--- Direction 1 ---
In the text on building occupancy codes, what kind of space is the building owner said to be renting?
--- Direction 2 ---
From the text on building occupancy codes, write out the part that opens with the words containing "But the fact" and closes with "mind as well.".

--- Text segment ---

──────

You cannot exceed the use the building was designed for even under the
older codes.  

Without a single modification, if you want to utilize a Group B space
for an A-3 use, you could trigger a full building upgrade to current
code through the change in occupancy. 

Who would be responsible for it would depend on their arrangement.  The
owner would be required to demonstrate compliance for continued known
use of the higher occupancy class.  The church could be responsible if
they are the ones modifying the use of the space and the needed
modifications fall under a "TI" clause of their agreement.  If they do
not want to do the upgrades, they cannot utilize the space and must rent
an appropriately rated space.  The building owner is renting a "business
/ office space", not an assembly space.

But the fact is that someone will end up having to be responsible in
order to utilize the higher occupancy, or the church will need to move
out.

The importance factors can be different, as well as fire and egress.
Toilet requirements and accessible stall counts come to mind as well.
Even restaurants will have maximum occupancy posted to conform to fire
requirements, and if you cram too many people in you are in violation.

──────

--- Data listing ---
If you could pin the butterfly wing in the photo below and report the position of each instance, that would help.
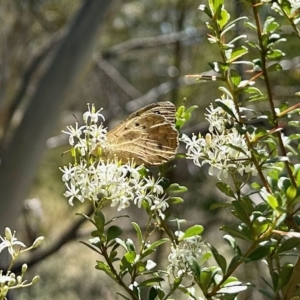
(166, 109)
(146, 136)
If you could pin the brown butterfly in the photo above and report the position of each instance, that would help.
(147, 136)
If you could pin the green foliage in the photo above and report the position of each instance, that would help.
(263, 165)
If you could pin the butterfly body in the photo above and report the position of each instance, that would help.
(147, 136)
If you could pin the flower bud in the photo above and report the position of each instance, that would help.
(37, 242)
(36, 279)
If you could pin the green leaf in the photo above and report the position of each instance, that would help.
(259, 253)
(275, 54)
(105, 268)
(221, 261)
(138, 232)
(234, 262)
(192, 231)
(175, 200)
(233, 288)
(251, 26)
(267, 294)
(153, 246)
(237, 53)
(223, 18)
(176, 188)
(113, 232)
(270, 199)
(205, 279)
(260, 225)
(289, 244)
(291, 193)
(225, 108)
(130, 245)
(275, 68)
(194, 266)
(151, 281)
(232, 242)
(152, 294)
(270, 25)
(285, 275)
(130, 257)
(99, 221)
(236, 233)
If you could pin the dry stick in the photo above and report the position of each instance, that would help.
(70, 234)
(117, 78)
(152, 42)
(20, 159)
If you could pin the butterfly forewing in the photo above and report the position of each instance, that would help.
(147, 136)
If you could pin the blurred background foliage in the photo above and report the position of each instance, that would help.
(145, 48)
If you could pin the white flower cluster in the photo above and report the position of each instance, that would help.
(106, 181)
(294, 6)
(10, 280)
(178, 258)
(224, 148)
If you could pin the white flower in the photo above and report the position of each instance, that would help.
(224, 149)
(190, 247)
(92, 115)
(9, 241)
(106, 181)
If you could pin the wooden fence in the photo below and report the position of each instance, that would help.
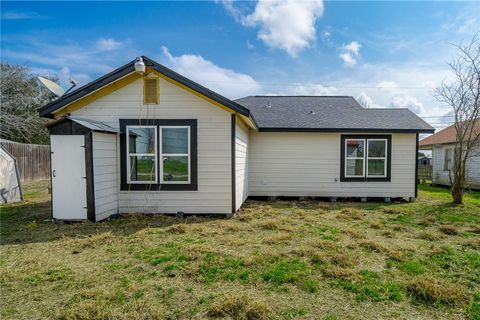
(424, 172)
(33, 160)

──────

--- Problem solution 1 ---
A "business / office space", not an assembly space.

--- Problem solution 2 ---
But the fact is that someone will end up having to be responsible in
order to utilize the higher occupancy, or the church will need to move
out.

The importance factors can be different, as well as fire and egress.
Toilet requirements and accessible stall counts come to mind as well.